**Document passage:**
┄┄┄┄┄┄┄┄┄┄
On 11/10/2004 11:36, "R.A. Hettinga" <rahshipwright.com> wrote:

> And, as the graft-pastures have moved from the top end of the Back
> Bay to the bottom end of South Boston, We The People (And Our Duly
> Elected Leaders) are looking at getting rid of the Haynes itself now,
> because it's, um, too small...

Ah...the memories. Early in the 1960s, MIT students took to calling the
Massachusetts State House the "casino". That brought lots of odd looks from
locals on the streets. (But it didn't cause the physical violence that was
still likely if one said something bad about James Michael Curley.)

The casino reference was the result of a headline on the paper I picked up
at South Station as I stepped off the train upon my return from California
(and many others read of course):
   State House Raided
   Bookie Slips Found in Governor's Private Elevator

(the slips were stashed behind the phone in said elevator, which stopped
only at his private entrance and at his office).

Then too, we have the campaign slogan used by the opponent of Foster Furculo
on the occasion of his attempt at re-election:

   Why Foster Corruption? Why Foster?

We outsiders hated to see a transition of power between the two parties in
Massachusetts...such transitions meant months of inefficient corruption
before the relatively efficient corruption set it again.

But then, consider a city in which the no trespassing signs read

     No Trespassing
   Police Take Notice

There are at least three possible meanings there...I prefer the one in which
the police are being told to keep out, too.
┄┄┄┄┄┄┄┄┄┄
**Data extract:**
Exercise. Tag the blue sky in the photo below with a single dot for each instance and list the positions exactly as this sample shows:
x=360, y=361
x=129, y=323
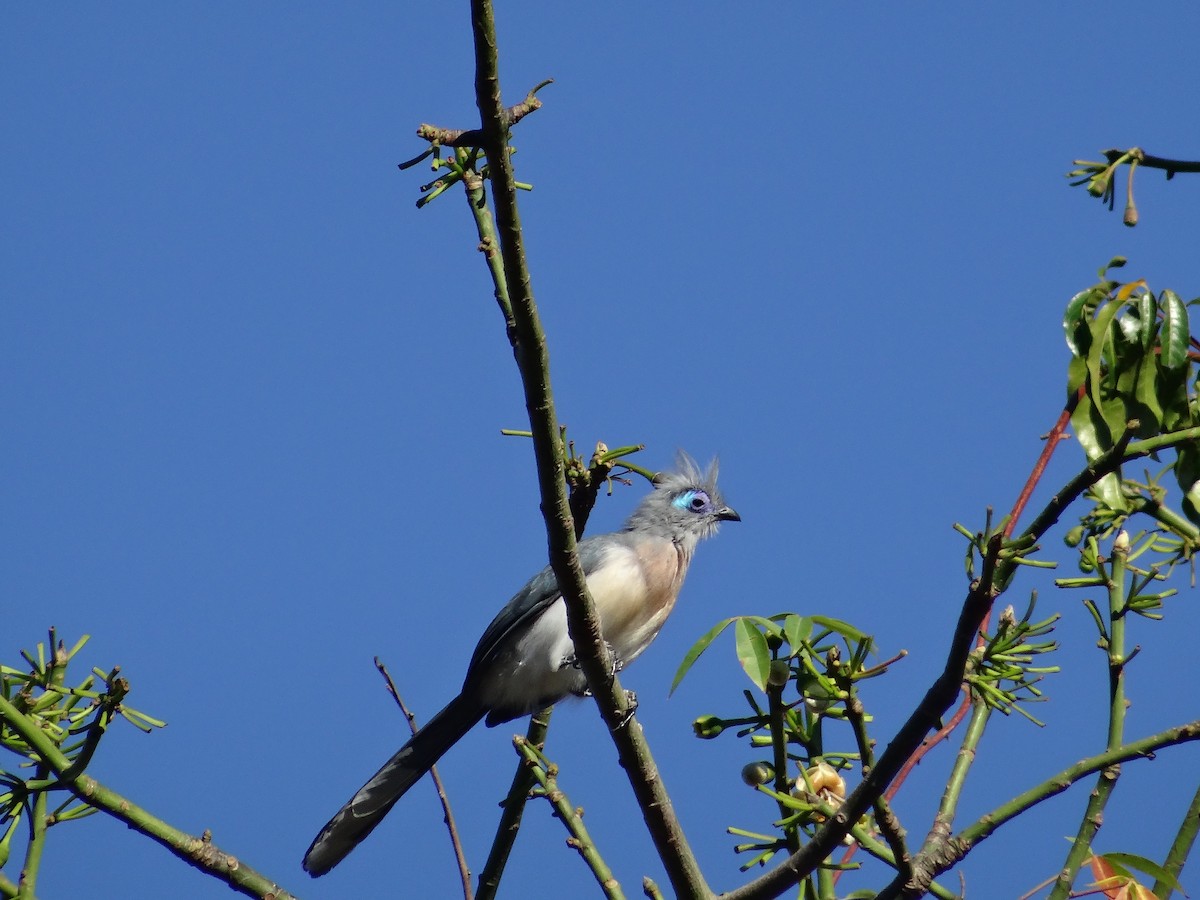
┄┄┄┄┄┄┄┄┄┄
**Actions to take:**
a) In the post about Massachusetts politics, why did MIT students start calling the State House the "casino"? Please answer in one to three sentences.
b) From the post about Massachusetts politics, write out the passage starting at "The casino reference" and ending at "Corruption? Why Foster?".
The data has nothing to do with this work.

**The answers:**
a) The name came from a newspaper headline reporting that the State House had been raided and that bookie slips had been found in the Governor's private elevator. The slips had been hidden behind the phone in that elevator, which stopped only at his private entrance and his office.

b)
The casino reference was the result of a headline on the paper I picked up
at South Station as I stepped off the train upon my return from California
(and many others read of course):
   State House Raided
   Bookie Slips Found in Governor's Private Elevator

(the slips were stashed behind the phone in said elevator, which stopped
only at his private entrance and at his office).

Then too, we have the campaign slogan used by the opponent of Foster Furculo
on the occasion of his attempt at re-election:

   Why Foster Corruption? Why Foster?